# Task instructions
Render the lines below, from the line containing "Target: olive green jacket" through the line containing "649], [300, 652]]]", both included, as a Markdown table with the columns Row and Line. Give each line its row number, omit blank lines, and include no other lines from the records.

# Records for this task
===

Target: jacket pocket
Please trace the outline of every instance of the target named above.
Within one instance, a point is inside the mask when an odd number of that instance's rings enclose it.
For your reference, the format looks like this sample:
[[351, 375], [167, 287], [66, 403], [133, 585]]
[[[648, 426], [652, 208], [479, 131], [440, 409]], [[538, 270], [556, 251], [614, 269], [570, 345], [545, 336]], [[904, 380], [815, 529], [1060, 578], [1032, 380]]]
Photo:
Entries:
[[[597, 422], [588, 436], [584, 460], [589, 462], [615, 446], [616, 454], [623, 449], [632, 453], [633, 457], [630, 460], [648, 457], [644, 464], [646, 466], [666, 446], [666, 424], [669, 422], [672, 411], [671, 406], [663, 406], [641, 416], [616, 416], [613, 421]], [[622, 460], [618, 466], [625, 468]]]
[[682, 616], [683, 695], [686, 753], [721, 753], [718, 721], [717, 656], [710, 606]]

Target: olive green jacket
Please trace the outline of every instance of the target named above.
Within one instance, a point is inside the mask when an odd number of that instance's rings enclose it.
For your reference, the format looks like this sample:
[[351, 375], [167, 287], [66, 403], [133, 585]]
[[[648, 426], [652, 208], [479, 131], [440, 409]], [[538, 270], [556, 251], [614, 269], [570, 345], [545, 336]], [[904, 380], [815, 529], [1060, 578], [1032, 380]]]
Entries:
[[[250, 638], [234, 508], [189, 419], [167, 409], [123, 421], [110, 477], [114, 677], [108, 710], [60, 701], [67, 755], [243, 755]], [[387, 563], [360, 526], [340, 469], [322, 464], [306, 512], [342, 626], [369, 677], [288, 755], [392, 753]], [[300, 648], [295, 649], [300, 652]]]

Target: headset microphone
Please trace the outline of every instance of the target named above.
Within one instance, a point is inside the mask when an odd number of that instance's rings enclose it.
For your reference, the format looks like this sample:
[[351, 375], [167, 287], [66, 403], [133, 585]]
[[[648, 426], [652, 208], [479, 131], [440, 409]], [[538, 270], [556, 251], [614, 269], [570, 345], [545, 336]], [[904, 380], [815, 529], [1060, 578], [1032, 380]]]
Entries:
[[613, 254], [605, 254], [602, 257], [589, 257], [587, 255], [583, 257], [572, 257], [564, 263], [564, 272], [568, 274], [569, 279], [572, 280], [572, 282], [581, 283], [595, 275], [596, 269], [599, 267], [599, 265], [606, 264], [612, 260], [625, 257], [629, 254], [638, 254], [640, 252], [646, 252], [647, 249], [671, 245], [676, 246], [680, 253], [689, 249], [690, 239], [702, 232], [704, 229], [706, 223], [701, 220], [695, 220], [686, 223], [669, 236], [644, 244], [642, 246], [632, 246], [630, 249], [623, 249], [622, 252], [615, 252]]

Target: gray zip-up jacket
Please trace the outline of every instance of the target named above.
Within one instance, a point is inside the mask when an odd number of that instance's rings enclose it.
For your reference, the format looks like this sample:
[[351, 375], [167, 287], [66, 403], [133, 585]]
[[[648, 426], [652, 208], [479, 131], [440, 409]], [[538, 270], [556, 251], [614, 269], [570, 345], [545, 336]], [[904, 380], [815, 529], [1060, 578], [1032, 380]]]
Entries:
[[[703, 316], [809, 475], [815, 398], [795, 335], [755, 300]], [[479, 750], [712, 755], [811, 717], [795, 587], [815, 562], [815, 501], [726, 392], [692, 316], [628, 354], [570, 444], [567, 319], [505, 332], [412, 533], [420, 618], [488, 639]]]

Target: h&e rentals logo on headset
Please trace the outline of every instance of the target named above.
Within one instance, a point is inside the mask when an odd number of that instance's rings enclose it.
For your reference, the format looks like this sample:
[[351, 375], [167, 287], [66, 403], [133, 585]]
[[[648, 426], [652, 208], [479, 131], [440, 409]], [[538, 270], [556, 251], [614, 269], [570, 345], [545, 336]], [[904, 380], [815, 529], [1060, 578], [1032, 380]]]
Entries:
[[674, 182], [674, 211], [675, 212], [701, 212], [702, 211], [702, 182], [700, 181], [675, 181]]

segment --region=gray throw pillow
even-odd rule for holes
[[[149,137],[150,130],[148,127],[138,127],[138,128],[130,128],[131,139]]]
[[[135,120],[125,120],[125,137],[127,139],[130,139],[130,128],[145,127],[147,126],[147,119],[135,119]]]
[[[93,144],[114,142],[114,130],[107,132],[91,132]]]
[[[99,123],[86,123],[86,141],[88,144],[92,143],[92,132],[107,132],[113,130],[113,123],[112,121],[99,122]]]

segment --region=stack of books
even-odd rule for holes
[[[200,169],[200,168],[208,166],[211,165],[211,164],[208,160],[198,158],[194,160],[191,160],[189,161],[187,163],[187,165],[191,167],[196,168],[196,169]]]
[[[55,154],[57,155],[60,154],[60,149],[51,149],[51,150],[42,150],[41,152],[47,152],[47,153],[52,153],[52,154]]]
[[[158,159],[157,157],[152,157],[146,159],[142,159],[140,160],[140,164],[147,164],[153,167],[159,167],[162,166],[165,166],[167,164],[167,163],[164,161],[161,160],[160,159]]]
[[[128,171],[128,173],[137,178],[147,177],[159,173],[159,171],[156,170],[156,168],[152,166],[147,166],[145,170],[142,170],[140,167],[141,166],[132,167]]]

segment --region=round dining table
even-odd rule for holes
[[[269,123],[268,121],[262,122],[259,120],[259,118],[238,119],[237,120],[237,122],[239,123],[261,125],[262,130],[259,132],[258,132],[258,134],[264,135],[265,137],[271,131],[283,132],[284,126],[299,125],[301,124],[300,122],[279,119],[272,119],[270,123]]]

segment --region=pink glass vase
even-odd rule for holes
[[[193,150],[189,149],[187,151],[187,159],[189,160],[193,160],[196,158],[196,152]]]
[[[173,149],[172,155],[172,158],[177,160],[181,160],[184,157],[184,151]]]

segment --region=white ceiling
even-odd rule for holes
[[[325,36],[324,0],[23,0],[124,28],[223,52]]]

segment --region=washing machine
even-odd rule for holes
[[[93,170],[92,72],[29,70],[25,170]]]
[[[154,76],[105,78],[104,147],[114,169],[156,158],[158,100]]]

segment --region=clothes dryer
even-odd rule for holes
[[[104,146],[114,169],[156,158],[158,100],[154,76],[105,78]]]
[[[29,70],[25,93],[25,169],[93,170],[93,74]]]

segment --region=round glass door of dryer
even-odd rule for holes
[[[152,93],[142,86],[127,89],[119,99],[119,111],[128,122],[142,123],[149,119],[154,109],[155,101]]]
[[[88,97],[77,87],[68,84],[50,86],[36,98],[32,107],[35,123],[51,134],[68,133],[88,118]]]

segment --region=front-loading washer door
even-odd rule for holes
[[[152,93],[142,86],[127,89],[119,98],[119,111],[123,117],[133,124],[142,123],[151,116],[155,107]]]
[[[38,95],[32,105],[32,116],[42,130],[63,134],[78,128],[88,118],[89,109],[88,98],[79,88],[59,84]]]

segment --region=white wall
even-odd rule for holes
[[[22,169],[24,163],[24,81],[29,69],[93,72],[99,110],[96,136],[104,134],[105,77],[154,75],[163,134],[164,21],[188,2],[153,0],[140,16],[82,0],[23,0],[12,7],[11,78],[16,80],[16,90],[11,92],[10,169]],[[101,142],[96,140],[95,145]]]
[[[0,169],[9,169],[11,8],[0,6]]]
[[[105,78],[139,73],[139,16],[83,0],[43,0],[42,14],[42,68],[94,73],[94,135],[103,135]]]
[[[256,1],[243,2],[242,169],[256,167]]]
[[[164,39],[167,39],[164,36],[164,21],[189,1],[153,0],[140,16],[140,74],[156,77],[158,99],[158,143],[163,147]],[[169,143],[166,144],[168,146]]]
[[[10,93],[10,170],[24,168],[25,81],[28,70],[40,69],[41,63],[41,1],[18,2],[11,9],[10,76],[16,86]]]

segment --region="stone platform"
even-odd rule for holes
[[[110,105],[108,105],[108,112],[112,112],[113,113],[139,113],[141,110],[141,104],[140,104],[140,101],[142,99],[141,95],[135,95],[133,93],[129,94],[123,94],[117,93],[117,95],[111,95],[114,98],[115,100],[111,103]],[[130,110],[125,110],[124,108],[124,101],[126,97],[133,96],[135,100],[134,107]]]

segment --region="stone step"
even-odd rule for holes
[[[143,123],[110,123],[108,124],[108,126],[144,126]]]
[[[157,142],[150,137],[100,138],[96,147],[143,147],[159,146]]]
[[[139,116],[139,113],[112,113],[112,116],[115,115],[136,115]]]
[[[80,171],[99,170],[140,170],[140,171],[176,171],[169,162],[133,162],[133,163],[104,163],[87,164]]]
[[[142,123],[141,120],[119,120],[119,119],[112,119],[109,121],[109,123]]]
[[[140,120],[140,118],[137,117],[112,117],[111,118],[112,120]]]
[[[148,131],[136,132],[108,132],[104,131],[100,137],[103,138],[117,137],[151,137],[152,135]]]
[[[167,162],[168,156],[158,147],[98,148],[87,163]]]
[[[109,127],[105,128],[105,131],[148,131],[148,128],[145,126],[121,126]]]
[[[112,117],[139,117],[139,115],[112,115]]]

===

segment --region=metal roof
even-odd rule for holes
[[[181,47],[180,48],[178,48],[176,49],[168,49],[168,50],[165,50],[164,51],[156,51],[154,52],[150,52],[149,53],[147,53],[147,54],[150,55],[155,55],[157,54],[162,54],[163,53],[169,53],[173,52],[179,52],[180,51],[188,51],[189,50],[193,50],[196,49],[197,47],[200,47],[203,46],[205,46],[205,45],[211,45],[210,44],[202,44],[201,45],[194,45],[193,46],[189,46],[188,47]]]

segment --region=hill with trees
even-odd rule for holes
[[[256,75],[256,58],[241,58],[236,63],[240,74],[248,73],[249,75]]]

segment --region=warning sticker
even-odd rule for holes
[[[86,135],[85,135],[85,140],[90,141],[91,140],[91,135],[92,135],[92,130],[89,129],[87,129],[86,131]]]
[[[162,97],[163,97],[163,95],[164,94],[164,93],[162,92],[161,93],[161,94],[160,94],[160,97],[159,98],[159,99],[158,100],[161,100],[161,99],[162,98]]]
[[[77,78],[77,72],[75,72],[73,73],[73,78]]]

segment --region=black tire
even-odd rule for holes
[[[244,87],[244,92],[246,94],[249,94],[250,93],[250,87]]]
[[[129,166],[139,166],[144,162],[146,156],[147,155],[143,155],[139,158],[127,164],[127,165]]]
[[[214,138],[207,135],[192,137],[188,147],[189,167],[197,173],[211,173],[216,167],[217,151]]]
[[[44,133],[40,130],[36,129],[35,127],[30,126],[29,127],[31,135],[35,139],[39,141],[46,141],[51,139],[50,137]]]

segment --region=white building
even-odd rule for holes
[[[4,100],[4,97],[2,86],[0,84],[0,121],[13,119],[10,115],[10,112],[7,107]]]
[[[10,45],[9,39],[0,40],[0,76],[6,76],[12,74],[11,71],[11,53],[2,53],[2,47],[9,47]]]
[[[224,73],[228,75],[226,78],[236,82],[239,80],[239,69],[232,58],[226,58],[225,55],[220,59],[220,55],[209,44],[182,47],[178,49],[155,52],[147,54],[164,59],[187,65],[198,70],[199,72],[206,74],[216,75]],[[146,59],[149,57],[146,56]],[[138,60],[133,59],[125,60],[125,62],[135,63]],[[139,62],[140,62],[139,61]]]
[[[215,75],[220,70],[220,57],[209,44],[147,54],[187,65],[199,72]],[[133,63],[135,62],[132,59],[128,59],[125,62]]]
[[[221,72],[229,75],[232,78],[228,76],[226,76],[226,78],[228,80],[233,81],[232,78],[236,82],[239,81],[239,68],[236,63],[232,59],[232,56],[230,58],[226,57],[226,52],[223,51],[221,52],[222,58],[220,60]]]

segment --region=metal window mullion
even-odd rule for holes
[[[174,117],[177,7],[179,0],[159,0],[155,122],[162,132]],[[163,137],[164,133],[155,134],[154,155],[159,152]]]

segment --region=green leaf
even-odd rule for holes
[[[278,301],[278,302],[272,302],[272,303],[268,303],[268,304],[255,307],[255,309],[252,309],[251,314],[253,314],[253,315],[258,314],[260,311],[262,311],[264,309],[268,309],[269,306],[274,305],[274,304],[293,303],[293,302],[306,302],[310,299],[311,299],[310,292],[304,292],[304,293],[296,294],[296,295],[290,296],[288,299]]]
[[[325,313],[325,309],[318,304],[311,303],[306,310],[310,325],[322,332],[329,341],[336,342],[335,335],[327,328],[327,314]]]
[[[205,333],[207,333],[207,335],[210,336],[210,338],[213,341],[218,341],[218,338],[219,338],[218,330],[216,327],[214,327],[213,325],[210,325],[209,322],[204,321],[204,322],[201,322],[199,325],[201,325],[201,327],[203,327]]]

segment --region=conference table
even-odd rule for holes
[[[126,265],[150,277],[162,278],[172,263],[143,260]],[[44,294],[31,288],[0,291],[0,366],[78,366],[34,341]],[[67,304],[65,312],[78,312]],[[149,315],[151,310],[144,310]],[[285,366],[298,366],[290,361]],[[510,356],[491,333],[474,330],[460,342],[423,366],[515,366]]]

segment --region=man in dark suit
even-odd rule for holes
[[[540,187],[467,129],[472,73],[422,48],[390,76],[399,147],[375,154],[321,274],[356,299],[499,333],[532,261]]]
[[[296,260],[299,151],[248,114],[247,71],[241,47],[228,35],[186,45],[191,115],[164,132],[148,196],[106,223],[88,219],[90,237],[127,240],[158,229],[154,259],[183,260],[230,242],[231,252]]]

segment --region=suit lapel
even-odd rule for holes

===

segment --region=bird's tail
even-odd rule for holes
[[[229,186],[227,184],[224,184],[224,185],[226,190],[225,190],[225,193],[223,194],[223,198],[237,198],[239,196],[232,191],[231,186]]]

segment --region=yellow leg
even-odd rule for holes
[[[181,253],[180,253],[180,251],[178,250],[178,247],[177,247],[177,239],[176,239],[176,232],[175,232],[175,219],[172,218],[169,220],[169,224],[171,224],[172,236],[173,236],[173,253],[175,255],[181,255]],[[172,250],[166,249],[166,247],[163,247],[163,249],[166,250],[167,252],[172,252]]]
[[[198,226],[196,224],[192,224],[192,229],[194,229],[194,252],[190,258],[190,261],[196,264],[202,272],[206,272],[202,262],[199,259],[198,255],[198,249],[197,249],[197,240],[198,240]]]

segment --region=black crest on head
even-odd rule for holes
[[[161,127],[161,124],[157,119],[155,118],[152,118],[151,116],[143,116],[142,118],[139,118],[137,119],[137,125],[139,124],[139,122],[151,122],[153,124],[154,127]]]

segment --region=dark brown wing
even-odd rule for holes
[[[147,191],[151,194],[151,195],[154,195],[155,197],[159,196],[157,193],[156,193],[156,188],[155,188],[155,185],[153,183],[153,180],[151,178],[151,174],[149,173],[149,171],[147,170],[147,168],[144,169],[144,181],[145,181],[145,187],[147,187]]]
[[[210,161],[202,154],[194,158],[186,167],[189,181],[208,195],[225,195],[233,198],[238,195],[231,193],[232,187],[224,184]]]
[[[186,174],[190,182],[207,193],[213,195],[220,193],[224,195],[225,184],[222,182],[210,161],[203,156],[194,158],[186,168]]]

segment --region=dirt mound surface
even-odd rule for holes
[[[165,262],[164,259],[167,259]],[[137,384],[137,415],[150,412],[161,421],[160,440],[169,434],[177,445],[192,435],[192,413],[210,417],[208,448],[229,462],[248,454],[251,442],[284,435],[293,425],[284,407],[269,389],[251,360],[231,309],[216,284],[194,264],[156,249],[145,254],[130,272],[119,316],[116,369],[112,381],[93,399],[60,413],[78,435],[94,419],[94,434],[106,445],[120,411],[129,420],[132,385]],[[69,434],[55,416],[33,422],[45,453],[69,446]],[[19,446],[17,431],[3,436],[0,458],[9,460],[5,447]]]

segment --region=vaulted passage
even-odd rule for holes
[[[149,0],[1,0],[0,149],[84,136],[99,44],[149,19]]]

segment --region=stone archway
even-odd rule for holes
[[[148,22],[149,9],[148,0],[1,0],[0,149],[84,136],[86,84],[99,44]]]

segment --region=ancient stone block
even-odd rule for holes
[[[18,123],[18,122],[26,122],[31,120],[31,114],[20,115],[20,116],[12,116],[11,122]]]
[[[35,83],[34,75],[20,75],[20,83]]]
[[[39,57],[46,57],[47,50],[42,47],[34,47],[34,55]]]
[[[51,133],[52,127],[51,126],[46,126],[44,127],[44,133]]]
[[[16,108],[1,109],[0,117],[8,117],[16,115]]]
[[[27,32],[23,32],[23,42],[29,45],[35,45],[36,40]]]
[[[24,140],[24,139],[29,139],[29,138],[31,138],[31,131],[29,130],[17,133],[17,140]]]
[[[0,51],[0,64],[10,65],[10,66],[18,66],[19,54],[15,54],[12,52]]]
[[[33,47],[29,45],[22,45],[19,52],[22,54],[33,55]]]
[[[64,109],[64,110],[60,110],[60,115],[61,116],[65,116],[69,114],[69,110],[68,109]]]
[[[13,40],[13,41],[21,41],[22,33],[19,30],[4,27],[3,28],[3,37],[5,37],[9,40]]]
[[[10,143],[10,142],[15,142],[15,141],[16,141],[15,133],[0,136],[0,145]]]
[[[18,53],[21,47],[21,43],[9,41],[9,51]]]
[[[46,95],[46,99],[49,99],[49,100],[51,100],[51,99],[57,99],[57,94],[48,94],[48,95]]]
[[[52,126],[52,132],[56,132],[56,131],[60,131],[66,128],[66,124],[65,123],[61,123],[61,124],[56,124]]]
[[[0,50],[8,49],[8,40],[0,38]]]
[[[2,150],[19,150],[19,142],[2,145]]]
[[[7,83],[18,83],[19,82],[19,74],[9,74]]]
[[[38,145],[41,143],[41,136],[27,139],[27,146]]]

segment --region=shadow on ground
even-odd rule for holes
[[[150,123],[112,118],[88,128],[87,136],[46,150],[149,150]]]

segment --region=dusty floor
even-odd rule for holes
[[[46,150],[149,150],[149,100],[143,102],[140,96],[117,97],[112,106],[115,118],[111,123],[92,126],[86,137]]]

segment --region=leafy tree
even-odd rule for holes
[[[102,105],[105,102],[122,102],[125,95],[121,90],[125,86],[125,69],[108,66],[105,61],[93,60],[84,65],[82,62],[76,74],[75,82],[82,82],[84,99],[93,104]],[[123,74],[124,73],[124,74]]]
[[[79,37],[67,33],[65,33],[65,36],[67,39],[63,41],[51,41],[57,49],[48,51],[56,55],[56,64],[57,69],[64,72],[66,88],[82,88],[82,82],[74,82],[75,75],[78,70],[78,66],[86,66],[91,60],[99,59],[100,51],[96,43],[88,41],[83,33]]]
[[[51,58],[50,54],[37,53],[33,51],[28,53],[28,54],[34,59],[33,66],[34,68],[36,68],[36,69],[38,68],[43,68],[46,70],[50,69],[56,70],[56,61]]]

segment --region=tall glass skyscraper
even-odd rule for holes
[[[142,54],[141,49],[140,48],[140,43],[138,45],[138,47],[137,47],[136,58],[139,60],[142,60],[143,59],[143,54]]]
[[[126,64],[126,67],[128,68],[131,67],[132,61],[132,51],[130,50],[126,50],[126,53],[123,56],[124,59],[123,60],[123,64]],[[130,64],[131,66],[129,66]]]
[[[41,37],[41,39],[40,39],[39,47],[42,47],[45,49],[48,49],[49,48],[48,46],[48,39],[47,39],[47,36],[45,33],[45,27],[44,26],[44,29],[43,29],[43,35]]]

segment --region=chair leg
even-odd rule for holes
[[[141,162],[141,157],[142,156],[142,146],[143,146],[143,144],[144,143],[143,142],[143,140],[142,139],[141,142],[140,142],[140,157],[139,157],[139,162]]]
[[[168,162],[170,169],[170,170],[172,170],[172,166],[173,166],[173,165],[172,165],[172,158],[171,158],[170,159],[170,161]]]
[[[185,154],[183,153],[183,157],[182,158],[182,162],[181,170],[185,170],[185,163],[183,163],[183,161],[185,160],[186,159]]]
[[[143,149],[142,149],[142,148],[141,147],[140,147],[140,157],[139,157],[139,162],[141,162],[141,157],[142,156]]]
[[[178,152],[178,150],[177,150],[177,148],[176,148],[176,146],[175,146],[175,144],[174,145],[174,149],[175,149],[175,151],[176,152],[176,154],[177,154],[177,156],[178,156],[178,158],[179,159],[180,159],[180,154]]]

===

# Result of this task
| Row | Line |
|---|---|
| 1 | Target: olive green jacket |
| 2 | Please trace the outline of every instance of the target named above. |
| 3 | Within one instance, a point is inside the mask when an odd number of that instance's rings enclose it. |
| 4 | For your reference, the format looks like this sample: |
| 5 | [[351, 375], [167, 287], [66, 403], [133, 585]] |
| 6 | [[[648, 426], [652, 208], [479, 131], [440, 409]], [[538, 270], [556, 251], [614, 269], [570, 345], [545, 336]], [[904, 380], [815, 529], [1060, 578], [1032, 380]]] |
| 7 | Entries: |
| 8 | [[[250, 638], [234, 508], [189, 419], [167, 409], [123, 421], [110, 477], [114, 677], [108, 710], [60, 701], [67, 755], [243, 755]], [[387, 563], [360, 526], [340, 469], [322, 464], [306, 512], [342, 626], [369, 677], [288, 755], [392, 753]], [[300, 648], [295, 649], [300, 652]]] |